GOAL OF THE EXERCISE.
Output the listing below verbatim, from its first line to its last.

SUPPLIED MATERIAL.
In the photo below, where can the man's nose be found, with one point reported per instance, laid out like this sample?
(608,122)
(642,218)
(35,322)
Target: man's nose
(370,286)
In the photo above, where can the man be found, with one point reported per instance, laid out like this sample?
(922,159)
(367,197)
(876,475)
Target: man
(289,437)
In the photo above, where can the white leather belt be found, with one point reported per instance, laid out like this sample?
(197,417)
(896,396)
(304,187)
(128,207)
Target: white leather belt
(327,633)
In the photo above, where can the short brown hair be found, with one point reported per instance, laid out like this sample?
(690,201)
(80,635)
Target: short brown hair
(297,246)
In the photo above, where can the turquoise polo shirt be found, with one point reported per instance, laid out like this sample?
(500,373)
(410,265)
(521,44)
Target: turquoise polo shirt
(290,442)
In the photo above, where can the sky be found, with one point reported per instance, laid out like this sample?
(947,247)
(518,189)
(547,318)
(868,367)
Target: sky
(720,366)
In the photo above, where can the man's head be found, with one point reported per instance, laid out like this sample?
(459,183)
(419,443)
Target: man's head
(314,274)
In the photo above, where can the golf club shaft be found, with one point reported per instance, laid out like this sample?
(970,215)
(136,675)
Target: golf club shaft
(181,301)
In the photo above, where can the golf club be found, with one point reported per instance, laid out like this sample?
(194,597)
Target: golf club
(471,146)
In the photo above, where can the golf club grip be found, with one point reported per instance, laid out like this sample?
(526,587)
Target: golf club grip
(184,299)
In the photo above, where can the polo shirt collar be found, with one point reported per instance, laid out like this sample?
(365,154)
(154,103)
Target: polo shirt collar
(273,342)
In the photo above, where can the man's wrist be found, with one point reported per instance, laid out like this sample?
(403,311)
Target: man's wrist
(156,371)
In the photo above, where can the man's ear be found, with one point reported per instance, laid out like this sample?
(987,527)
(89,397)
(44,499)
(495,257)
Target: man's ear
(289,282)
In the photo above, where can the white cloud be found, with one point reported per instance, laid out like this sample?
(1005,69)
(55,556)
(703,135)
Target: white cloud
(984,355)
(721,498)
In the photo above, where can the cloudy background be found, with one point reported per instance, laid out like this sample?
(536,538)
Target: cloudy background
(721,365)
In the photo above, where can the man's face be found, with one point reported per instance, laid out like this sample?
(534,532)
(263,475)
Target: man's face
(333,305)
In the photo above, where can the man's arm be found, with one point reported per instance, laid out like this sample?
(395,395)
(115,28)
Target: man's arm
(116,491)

WRITTEN ANSWER.
In the photo below, where can the man's nose be found, with one point reported per instance, laid out like this sample?
(608,122)
(642,218)
(35,322)
Target: man's nose
(370,286)
In the photo above, where can the man be found, with one point reported per instance, laid out like this sample?
(922,159)
(367,197)
(876,475)
Target: man
(289,437)
In the photo above, where can the white leather belt be found, with one point reported per instance, laid out like this sample?
(197,417)
(896,396)
(304,187)
(128,207)
Target: white leather belt
(327,633)
In the photo above, where can the short brown hair be found, with one point reported per instance, laid out like this sample?
(690,201)
(80,635)
Target: short brown hair
(297,246)
In the photo above, where can the turquoise polo shirt be found, with one point reported per instance, laid out like this sample?
(500,373)
(410,265)
(521,44)
Target: turquoise polo shirt
(290,442)
In the photo above, where can the sky be found, with one point reported per instance, laid out like this sample?
(947,247)
(518,189)
(547,318)
(868,367)
Target: sky
(720,366)
In the photo above, where can the man's head be found, with one point reported per instance, laid out like this sample?
(459,183)
(419,443)
Target: man's head
(314,274)
In the photo above, where can the golf club shaft be found, with one point reported per instance, laid out like this sample?
(970,215)
(136,675)
Target: golf club shaft
(181,301)
In the photo above, where can the golf club be found, with one point reported per instance, laid out like this sample?
(194,597)
Target: golf club
(471,146)
In the photo above, where can the golf club grip be found, with one point reported per instance, laid out like this sample?
(526,587)
Target: golf club grip
(184,299)
In the photo above, where can the polo shirt collar be found, with one point reported per instance, laid out like this sample?
(365,154)
(154,103)
Target: polo shirt collar
(273,342)
In the photo above, where can the man's wrist be found, with one point reported per instance, laid out like this sample?
(403,311)
Target: man's wrist
(156,371)
In the photo above, where can the man's ear be found, with one point reported per instance, laid out like this sample?
(987,527)
(89,397)
(44,499)
(495,257)
Target: man's ear
(289,282)
In the photo above, where can the white cloud be found, with one point reported per instance, laid out like this sample?
(1005,69)
(55,556)
(703,135)
Target: white cloud
(984,355)
(721,498)
In the photo above, where can the cloudy background be found, with one point reported per instance, laid out like this sample?
(536,538)
Target: cloudy background
(721,365)
In the photo above, where can the man's face be found, with one point reported per instance, laid out like this sample?
(534,532)
(263,475)
Target: man's face
(333,305)
In the photo above, where can the man's arm be found, with one point reported per instance, laid out like this sample?
(395,395)
(115,28)
Target: man's arm
(116,491)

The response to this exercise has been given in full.